* [DOCUMENT]:
Chambardement ? Ou plutôt retour d’une géopolitique à la sauce congolaise, selon laquelle les « originaires » doivent avoir la primauté sur leur sol ? Kinshasa aux Kinois, le Katanga au Katangais, etc. Ainsi, en un même réflexe, la plupart des agents administratifs de l’Assemblée provinciale ont déjà fait leurs valises, prêts à rentrer dans leur district d’origine, espérant se voir attribuer des postes clés au sein des nouvelles institutions provinciales. Comme si un Tanganyikais compétent ne pouvait travailler dans les services de la future Assemblée du Lualaba !

* [CONSIGNE A]: D'après le document, qu'ont déjà fait la plupart des agents administratifs de l'Assemblée provinciale ?

* [ENREGISTREMENTS PRÉSENTÉS]:
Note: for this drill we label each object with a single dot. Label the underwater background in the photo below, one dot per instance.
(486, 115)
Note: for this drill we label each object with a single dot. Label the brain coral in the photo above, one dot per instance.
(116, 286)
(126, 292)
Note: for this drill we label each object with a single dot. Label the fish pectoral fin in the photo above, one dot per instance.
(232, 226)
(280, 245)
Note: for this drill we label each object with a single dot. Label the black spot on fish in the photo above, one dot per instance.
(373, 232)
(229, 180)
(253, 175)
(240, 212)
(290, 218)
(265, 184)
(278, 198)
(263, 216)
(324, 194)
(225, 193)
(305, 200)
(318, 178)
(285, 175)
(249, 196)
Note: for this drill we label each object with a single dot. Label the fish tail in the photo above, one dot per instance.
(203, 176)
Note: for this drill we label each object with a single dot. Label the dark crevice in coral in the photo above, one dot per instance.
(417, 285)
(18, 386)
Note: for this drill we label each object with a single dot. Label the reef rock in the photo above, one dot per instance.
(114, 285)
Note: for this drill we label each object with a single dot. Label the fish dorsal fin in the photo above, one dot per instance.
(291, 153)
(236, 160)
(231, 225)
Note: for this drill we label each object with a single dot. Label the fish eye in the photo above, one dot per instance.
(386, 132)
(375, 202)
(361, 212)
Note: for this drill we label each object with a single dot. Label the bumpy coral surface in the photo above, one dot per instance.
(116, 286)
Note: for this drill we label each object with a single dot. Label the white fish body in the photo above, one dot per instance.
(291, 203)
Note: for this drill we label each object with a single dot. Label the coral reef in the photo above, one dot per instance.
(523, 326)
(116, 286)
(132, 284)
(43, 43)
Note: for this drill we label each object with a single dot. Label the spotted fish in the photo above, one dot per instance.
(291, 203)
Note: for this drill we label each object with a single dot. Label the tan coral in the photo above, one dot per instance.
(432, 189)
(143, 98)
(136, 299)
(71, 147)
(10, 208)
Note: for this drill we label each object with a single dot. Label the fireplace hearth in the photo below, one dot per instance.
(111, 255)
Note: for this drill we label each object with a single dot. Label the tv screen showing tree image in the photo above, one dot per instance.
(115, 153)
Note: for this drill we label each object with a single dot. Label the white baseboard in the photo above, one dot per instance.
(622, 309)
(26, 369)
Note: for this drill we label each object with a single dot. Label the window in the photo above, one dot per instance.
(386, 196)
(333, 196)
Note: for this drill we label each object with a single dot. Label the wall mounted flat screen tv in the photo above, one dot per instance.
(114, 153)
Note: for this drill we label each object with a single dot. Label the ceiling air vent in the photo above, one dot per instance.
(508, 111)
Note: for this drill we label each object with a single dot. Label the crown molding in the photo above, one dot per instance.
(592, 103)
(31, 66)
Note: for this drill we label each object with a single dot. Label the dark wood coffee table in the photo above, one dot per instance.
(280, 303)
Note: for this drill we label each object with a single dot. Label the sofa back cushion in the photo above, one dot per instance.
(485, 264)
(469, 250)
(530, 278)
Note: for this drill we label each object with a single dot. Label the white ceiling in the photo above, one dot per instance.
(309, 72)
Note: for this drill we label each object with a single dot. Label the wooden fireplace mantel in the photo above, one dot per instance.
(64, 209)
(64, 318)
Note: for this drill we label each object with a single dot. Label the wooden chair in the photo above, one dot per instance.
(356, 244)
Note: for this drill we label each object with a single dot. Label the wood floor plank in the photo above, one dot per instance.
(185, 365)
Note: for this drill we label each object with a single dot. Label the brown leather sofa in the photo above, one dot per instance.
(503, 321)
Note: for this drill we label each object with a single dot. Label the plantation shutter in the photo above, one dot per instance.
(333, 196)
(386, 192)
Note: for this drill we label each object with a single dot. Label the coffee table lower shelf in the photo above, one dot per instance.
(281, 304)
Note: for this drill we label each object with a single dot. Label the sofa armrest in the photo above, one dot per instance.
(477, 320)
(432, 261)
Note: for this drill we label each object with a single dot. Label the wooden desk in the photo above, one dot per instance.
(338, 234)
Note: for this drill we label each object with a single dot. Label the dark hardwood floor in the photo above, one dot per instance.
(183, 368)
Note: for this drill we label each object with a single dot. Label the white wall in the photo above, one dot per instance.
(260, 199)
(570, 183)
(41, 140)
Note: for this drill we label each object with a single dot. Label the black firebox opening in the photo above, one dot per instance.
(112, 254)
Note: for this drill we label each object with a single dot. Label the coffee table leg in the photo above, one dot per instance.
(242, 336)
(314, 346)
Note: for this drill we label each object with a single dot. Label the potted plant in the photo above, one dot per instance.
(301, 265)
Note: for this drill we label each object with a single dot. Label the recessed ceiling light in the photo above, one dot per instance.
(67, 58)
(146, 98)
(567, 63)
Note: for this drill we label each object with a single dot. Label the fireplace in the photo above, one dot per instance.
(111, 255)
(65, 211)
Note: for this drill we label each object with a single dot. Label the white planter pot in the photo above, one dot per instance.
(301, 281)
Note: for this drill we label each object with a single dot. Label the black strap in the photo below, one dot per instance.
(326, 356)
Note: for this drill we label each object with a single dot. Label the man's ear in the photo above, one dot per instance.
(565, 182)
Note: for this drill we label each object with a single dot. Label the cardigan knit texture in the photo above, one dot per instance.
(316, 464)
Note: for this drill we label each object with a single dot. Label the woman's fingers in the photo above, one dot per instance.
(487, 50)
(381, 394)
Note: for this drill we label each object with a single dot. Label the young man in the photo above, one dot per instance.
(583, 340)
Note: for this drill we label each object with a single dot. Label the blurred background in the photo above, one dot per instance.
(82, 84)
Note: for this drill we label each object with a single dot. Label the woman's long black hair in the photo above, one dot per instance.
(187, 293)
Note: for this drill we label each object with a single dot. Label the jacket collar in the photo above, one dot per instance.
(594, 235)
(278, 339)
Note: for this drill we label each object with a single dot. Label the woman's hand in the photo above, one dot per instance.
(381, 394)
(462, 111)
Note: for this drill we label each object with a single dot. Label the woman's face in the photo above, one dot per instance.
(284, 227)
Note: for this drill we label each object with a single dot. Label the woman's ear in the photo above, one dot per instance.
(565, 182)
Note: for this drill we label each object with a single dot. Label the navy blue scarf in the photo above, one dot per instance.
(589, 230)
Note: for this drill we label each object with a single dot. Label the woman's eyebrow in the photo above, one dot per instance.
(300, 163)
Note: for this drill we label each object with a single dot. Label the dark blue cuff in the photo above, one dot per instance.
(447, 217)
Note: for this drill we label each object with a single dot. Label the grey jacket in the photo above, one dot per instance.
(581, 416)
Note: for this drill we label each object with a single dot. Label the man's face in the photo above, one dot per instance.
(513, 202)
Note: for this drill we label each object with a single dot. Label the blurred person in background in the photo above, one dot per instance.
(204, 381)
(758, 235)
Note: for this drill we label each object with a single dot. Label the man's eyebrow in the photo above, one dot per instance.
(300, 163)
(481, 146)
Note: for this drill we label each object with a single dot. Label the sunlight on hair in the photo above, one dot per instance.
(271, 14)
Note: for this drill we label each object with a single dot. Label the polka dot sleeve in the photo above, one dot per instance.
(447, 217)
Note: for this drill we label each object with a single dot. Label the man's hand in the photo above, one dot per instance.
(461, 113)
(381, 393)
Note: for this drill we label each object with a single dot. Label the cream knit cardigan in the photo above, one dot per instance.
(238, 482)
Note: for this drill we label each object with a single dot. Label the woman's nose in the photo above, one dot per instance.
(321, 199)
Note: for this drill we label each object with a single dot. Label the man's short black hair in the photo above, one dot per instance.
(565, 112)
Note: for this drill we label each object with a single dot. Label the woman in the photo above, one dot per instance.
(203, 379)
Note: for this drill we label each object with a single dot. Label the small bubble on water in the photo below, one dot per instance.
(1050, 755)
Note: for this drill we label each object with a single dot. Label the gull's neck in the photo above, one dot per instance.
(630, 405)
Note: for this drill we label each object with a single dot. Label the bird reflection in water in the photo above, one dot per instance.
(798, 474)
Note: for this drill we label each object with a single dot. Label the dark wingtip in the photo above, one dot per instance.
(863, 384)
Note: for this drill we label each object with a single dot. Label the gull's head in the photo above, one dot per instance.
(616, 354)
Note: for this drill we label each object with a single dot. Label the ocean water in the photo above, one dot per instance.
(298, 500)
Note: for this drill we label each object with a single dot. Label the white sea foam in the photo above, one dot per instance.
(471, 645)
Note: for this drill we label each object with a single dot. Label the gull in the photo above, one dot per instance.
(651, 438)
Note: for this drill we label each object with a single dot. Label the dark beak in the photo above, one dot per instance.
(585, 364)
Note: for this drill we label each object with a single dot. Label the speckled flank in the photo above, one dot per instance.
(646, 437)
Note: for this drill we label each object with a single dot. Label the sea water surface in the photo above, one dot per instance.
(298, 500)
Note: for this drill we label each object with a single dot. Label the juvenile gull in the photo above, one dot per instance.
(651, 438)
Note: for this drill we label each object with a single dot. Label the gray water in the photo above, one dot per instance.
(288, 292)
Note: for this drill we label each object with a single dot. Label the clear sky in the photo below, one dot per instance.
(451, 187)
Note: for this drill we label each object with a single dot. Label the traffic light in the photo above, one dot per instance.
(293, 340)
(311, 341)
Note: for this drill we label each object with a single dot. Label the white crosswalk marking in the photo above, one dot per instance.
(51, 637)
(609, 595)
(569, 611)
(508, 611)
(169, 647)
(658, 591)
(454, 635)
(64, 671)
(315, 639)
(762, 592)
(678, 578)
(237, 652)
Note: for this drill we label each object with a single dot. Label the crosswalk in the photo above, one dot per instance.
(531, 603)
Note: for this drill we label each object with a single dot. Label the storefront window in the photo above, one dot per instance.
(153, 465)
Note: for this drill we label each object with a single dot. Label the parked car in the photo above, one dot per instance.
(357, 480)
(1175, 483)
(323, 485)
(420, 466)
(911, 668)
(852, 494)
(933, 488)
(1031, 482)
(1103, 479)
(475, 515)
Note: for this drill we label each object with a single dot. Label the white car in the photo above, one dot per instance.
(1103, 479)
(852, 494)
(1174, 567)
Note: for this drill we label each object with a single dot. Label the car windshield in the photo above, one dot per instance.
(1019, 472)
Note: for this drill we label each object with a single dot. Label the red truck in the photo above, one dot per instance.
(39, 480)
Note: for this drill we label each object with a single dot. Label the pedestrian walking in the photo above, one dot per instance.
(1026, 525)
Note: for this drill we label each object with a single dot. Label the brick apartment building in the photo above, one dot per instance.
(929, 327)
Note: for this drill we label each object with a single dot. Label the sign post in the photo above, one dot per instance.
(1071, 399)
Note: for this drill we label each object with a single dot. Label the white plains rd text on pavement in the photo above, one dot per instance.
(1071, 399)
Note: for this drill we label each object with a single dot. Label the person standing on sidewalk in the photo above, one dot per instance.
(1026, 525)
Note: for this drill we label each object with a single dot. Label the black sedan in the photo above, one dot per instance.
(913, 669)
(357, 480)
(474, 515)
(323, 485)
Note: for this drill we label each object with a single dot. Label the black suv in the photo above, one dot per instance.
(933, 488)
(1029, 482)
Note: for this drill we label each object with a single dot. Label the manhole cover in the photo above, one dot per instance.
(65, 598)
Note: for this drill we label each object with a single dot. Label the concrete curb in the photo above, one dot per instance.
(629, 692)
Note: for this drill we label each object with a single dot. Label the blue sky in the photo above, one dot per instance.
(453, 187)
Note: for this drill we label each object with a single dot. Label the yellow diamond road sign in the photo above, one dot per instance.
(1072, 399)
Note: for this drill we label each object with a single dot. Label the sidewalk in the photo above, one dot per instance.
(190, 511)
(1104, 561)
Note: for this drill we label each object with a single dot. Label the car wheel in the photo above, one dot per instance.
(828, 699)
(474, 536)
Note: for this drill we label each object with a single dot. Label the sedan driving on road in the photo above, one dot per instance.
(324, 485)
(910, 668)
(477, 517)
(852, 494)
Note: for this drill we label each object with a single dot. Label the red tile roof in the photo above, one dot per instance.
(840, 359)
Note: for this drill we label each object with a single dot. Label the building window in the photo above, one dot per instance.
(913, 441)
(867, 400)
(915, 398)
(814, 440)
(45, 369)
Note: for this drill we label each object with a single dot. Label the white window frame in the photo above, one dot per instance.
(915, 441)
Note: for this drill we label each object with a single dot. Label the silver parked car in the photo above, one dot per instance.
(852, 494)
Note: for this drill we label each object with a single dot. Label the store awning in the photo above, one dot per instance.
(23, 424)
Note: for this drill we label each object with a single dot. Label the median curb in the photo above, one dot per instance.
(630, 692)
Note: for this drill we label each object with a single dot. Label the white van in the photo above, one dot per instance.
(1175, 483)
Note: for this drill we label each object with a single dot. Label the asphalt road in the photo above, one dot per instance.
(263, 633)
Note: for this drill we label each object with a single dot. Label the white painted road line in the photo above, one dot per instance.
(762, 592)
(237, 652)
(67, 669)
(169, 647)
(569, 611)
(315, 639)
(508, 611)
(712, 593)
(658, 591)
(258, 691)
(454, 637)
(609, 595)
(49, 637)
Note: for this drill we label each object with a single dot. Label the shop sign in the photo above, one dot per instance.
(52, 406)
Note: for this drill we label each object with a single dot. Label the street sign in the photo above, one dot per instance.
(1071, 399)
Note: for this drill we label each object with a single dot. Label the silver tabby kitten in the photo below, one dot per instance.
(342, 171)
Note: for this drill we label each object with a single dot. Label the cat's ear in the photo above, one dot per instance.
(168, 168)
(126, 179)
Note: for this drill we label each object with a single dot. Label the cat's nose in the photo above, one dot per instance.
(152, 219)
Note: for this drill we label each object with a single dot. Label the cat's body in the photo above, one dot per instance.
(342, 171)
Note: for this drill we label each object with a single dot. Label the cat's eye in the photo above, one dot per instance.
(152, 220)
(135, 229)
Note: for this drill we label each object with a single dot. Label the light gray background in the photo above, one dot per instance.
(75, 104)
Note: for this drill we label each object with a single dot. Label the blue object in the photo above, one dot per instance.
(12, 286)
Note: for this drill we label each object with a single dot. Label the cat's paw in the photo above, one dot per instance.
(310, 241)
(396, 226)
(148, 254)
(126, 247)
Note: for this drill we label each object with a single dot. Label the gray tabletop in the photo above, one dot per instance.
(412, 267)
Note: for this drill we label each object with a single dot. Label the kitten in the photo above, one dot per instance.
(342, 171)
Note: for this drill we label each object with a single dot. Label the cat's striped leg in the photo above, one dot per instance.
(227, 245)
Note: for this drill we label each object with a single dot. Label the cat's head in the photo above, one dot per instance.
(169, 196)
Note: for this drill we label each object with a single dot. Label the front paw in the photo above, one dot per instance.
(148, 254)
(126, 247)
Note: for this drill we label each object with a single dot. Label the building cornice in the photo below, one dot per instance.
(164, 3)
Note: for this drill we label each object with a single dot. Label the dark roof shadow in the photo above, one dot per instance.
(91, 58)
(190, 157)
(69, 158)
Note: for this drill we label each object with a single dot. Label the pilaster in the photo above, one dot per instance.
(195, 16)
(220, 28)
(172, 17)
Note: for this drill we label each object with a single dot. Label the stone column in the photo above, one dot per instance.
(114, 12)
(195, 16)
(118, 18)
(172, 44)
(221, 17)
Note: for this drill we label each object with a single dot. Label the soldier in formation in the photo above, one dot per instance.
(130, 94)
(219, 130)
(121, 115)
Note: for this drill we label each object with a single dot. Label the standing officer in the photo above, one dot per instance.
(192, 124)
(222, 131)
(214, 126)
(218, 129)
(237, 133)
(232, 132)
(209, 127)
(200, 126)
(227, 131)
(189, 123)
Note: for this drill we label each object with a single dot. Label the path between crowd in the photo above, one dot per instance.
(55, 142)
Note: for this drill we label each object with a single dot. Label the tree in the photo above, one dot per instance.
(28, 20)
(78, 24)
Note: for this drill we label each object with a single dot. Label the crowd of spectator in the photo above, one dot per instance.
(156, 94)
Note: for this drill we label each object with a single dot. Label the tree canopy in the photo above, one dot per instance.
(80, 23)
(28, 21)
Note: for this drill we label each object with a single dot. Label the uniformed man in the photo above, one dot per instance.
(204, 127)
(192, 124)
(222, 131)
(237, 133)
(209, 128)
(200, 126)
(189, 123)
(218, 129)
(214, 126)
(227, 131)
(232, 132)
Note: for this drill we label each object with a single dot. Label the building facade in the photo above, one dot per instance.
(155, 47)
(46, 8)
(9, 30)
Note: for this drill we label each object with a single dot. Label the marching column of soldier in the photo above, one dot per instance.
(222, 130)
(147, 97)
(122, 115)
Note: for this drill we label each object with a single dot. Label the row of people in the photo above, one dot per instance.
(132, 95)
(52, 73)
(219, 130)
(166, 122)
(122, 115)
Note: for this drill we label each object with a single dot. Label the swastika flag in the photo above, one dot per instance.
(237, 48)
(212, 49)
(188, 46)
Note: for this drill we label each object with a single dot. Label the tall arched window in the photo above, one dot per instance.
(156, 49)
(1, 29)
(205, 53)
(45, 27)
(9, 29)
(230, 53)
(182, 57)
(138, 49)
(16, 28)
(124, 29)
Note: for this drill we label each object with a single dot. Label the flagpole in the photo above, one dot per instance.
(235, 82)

* [CONSIGNE B]: Relevez chaque ligne des enregistrements ci-dessus où figure le mot « person ».

* [RÉPONSE A]: Ils ont déjà fait leurs valises pour rentrer dans leur district d'origine.

* [RÉPONSE B]:
Note: for this drill we label each object with a single dot. Label the blurred person in background in the photo above, one dot per instance.
Note: for this drill we label each object with a single dot. Label the person standing on sidewalk in the photo above, one dot per instance.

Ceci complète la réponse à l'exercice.